## WHAT IS BEING ASKED
For this exercise, transcribe all the records below exactly.

## STUDY MATERIAL
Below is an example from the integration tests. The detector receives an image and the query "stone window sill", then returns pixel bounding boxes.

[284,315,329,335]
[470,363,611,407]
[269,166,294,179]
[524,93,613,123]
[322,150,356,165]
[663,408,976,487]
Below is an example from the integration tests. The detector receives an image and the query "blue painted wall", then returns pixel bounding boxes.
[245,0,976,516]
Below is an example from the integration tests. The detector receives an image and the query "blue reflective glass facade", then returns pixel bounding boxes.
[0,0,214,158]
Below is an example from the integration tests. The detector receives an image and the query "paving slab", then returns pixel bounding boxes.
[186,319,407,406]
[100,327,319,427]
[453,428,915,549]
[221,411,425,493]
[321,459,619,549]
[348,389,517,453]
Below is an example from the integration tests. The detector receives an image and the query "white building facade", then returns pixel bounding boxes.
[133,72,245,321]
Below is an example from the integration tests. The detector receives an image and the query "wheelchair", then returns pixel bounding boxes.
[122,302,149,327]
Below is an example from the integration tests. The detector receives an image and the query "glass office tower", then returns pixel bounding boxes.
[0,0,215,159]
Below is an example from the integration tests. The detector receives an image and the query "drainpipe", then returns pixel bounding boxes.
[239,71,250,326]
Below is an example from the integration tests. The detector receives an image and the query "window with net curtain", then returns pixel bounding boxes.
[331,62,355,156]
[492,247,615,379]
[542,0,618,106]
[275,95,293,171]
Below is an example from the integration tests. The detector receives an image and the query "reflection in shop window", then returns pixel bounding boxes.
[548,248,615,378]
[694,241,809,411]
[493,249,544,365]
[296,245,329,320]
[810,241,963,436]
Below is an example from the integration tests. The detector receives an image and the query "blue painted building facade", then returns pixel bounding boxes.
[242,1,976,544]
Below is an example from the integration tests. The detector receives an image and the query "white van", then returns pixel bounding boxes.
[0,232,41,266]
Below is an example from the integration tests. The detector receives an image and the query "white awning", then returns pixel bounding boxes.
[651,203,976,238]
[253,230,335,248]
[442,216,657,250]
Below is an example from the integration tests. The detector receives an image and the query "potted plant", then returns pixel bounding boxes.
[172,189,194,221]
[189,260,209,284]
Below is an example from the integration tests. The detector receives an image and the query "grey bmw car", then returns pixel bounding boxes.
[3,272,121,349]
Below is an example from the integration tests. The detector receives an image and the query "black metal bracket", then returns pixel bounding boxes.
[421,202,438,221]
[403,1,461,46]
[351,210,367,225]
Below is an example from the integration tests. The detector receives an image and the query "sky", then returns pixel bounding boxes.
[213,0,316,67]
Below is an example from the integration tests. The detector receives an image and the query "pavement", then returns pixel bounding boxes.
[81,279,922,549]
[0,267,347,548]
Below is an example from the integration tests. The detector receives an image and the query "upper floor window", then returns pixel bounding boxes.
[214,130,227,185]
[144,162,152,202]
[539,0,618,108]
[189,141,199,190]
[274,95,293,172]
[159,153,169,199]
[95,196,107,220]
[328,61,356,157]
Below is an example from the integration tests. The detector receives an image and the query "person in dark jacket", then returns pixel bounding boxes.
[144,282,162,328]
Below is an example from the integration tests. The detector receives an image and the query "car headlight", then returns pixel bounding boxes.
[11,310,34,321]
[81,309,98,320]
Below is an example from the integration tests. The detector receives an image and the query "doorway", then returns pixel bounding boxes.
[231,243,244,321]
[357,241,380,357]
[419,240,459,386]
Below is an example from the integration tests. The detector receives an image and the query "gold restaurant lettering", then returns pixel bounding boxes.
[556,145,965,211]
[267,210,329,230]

## OUTPUT OF THE TASK
Below is an example from the integration tests. The detector receives an image and the query "stone window sill", then returns pixel bounding boxes.

[284,315,329,335]
[470,363,611,407]
[269,166,294,179]
[524,93,613,123]
[322,150,356,165]
[663,408,976,487]
Below is an example from the integration tests. The detector receives an image and the query "blue painted wall", then returns pixel bounding boxes.
[245,0,976,516]
Below is an example from the integration tests. The detector receives an image and the query "blue reflective glass facade", then returns pixel bounding boxes.
[0,0,214,158]
Below is an example from the integration tests. The detector receives an image and the query "paving slab", then returns pixel bounding boxes.
[186,319,407,406]
[100,327,319,427]
[453,428,915,549]
[221,411,425,493]
[321,459,619,549]
[348,389,517,453]
Below is an example from the integration tests. The detector receives an image and the query "white building facade", then returns pixel bounding boxes.
[133,72,245,321]
Below is an example from the integration tests. The detector receives an image and the query "wheelchair", then returns pixel bounding boxes.
[122,302,149,327]
Below is an example from the integration tests. The detector receives an image and the query "glass office tower", then returns pixel bounding boxes.
[0,0,215,159]
Below is an example from the integration tests. The detector receives an image and the query "drainpipe", then returns pixel bounding boxes.
[239,71,250,326]
Below is an example from the integration tests. The detector receives an image and the query "window with net curtain", then returns pixel bounding boxes.
[331,62,355,156]
[492,247,615,379]
[542,0,618,106]
[275,95,293,171]
Below is an example from the integration tests. The detector receives an image and the query "reflection in shop window", then returns pixel bounding boxes.
[548,248,615,378]
[694,241,809,411]
[493,249,544,365]
[296,245,329,320]
[810,241,963,436]
Below is an example from the integration tests. The detector receives an image and the query "blue painted building facade", then returns pixel bounding boxes.
[242,1,976,544]
Below is an example from the integration tests. The detector receives an image and the query "white van", then returns pixel bounding boxes.
[0,232,41,266]
Below is an example from the integration tests. The detector receives an image and the query "white awning", then returns pixel bounding boxes.
[651,203,976,238]
[253,230,335,248]
[442,216,657,250]
Below is an example from the integration tests. The detector receives an image and the query "potted plant", then returns pixel bounding boxes.
[172,189,194,221]
[189,260,209,284]
Below is an example from the integration tests. The detector receives an image and the query "grey bmw car", then returns pixel bounding boxes.
[3,272,121,349]
Below is an example from the integration tests. The detector receives an image and the query "black metal bracket", then returns pixel bounding boxes.
[421,202,438,221]
[403,1,461,46]
[351,210,367,225]
Below is an example from the integration tests. The detector receives an image and the query "sky", then returns pixel bounding boxes.
[213,0,316,67]
Below is an example from the integration tests. The detector receives an image and the query "pavement", then returns pixel bounding boxes.
[81,279,922,549]
[0,267,347,548]
Below is an example from the integration tests. The detector receives an image and the query "upper floor window", then returns pixel bounding boxes.
[214,130,227,185]
[144,162,152,202]
[539,0,618,108]
[189,141,199,190]
[274,95,293,172]
[159,153,169,199]
[95,196,107,220]
[328,61,356,157]
Below is an example from the integration tests. The detector receives an image and the query "person in dark jacket", then returns pixel bounding boxes.
[144,282,162,328]
Below is an example from the integration tests. The detector receives an image and the query "car headlight", then returns pixel bounding boxes.
[11,310,34,321]
[81,309,98,320]
Below is an example from the integration tests. The detector receives an image and the query "doorway", then returns pixel bounding boxes.
[231,243,244,321]
[357,241,380,357]
[419,240,459,386]
Below is an example from the integration tests. The detector receives an image and the query "gold restaurant lettering", then returns pixel bounding boxes.
[556,145,965,211]
[267,210,329,230]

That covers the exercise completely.